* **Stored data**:

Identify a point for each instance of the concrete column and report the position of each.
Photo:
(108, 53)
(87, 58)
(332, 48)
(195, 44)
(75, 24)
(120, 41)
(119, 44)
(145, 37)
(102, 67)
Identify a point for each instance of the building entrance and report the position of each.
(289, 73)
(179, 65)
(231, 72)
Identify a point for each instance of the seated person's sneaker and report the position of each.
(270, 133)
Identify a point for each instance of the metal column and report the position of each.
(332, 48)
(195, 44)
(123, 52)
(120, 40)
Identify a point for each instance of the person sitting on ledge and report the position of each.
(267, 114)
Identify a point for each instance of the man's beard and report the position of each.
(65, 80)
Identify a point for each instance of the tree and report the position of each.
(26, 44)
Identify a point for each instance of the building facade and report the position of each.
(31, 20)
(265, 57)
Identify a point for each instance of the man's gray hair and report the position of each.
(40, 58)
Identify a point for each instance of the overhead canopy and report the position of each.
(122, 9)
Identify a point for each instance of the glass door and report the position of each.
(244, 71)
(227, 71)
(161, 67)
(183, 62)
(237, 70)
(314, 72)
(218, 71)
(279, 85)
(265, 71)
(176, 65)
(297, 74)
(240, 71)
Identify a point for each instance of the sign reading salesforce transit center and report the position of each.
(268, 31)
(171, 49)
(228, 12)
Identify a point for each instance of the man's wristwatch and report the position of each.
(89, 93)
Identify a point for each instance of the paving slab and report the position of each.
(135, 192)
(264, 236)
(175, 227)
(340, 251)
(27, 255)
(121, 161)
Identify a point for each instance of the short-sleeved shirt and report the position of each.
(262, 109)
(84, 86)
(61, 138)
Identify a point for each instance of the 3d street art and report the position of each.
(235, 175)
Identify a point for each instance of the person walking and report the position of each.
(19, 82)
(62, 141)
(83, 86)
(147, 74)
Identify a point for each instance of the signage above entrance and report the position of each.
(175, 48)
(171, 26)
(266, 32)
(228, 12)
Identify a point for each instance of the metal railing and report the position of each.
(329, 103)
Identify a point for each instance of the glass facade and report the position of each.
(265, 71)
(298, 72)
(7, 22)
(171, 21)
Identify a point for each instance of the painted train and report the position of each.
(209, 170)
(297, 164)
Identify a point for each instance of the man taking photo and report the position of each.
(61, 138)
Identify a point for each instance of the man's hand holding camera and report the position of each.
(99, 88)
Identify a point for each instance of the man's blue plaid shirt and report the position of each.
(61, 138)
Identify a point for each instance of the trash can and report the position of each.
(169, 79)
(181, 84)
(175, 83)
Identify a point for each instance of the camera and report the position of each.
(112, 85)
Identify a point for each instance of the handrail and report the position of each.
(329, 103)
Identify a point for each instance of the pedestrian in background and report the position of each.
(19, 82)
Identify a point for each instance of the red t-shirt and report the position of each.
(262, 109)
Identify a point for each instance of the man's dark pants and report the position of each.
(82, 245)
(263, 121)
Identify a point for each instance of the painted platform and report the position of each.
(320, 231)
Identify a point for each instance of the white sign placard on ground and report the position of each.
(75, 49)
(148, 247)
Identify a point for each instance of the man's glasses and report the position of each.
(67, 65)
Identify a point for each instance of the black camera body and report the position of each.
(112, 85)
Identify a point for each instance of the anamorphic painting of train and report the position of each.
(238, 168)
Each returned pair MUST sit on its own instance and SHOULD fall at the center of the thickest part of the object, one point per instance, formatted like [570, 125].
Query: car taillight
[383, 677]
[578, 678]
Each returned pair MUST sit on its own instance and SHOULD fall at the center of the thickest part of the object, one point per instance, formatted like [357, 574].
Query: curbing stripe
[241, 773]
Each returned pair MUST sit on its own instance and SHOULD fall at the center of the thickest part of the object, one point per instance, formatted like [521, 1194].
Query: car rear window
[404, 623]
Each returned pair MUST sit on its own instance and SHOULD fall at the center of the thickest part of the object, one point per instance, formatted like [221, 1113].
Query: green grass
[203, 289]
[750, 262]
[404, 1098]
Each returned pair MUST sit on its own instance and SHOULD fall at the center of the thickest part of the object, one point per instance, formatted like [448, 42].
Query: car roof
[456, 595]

* **Activity**: Retype the records above, but only those lines that fall between the line containing "Identify a point for each instance of the camera" and the line containing "like [521, 1194].", with both of those lines included, exactly as written.

* **Response below**:
Identify a point for each instance of the camera and report the position of each.
(112, 85)
Identify a point for each instance of the handrail and report the position of each.
(329, 103)
Identify a point for each instance of the pedestrian in background and report the position of each.
(19, 82)
Identify a point for each instance of the red t-shirt and report the position of each.
(262, 109)
Identify a point for each instance of the man's dark pants and report the position of each.
(82, 245)
(263, 121)
Identify a point for each instance of the painted platform and report the position of each.
(320, 231)
Identify a point for each instance of the white sign placard on ground and report the position of each.
(75, 49)
(148, 247)
Identify a point for each instance of the man's glasses and report the position of each.
(67, 65)
Identify a point for each instance of the black camera body and report the position of each.
(112, 85)
Identify a point for each instance of the anamorphic painting of train and report the position of each.
(238, 168)
Each returned pair MUST sit on its own instance and SHOULD fall at the center of the thickest part of the object, one point per instance, formatted like [570, 125].
Query: car taillight
[383, 677]
[578, 678]
Each returned pair MUST sit on its own instance and SHOULD fall at the center of the thickest part of the object, one point per instance, formatted like [357, 574].
Query: curbing stripe
[241, 773]
Each returned pair MUST sit on its own instance and SHOULD fall at the center of the thickest part of the object, one point per instance, formatted like [521, 1194].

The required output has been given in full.